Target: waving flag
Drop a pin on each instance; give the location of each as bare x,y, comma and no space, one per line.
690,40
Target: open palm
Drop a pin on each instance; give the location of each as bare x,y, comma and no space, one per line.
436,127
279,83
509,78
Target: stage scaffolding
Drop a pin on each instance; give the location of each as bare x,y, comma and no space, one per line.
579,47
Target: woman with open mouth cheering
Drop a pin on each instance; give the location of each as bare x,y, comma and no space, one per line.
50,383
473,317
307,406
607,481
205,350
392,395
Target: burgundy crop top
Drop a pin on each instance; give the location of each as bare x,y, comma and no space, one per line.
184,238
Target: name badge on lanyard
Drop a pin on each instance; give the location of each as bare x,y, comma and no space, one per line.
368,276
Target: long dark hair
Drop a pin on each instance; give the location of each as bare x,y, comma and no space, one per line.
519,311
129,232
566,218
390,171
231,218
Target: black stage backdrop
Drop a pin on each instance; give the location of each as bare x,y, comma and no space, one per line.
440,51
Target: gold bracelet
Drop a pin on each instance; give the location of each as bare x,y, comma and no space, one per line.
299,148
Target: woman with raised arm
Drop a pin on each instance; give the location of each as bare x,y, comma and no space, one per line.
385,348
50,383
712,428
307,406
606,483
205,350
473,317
******************************
**Exercise brief:**
Give all the rows above as a Markdown table, one line of text per table row, with a column headed Number that counts the lines and a column headed Text that holds each line. Leave out any blank lines.

**Written answer:**
| Number | Text |
|---|---|
| 1 | Target: waving flag |
| 2 | Drop a pin on each instance; give the location of each as bare x,y, comma and no space, one per line. |
| 3 | 690,40 |
| 4 | Target: open palm |
| 5 | Drop a pin on each instance; give the location of each as bare x,y, comma and no space, one per line. |
| 6 | 436,127 |
| 7 | 279,83 |
| 8 | 509,78 |
| 9 | Target: stage scaffolding |
| 10 | Drop a pin on each instance; give the location of each as bare x,y, comma and no space, one per line. |
| 11 | 579,47 |
| 12 | Target: woman with open mouth cheering |
| 13 | Drop a pin on each instance; give the location of each as bare x,y, comma and no space, one per line. |
| 14 | 50,383 |
| 15 | 473,317 |
| 16 | 307,406 |
| 17 | 607,481 |
| 18 | 205,350 |
| 19 | 392,395 |
| 20 | Target: burgundy crop top |
| 21 | Drop a pin on each instance; give the location of each as bare x,y, comma and no space, one per line. |
| 22 | 184,238 |
| 23 | Target: name badge on lanyard |
| 24 | Drop a pin on each instance; give the location of each as bare x,y, comma and no space, one per line. |
| 25 | 368,276 |
| 26 | Target: long dark hair |
| 27 | Drop a pin on each instance; give the location of each as bare x,y, comma and no space, one per line. |
| 28 | 519,311 |
| 29 | 129,232 |
| 30 | 566,218 |
| 31 | 390,171 |
| 32 | 231,218 |
| 33 | Target: black stage backdrop |
| 34 | Drop a pin on each instance; give the location of each as bare x,y, comma and no space, one per line. |
| 35 | 440,51 |
| 36 | Target: gold bracelet |
| 37 | Drop a pin on each instance; give the location of each as bare x,y, comma and no space, one per line. |
| 38 | 299,148 |
| 39 | Target: woman with raised arm |
| 40 | Drop a pin on each instance; give the location of each as bare x,y, comma and no space, one per line. |
| 41 | 385,348 |
| 42 | 50,383 |
| 43 | 712,428 |
| 44 | 307,406 |
| 45 | 606,483 |
| 46 | 205,350 |
| 47 | 473,317 |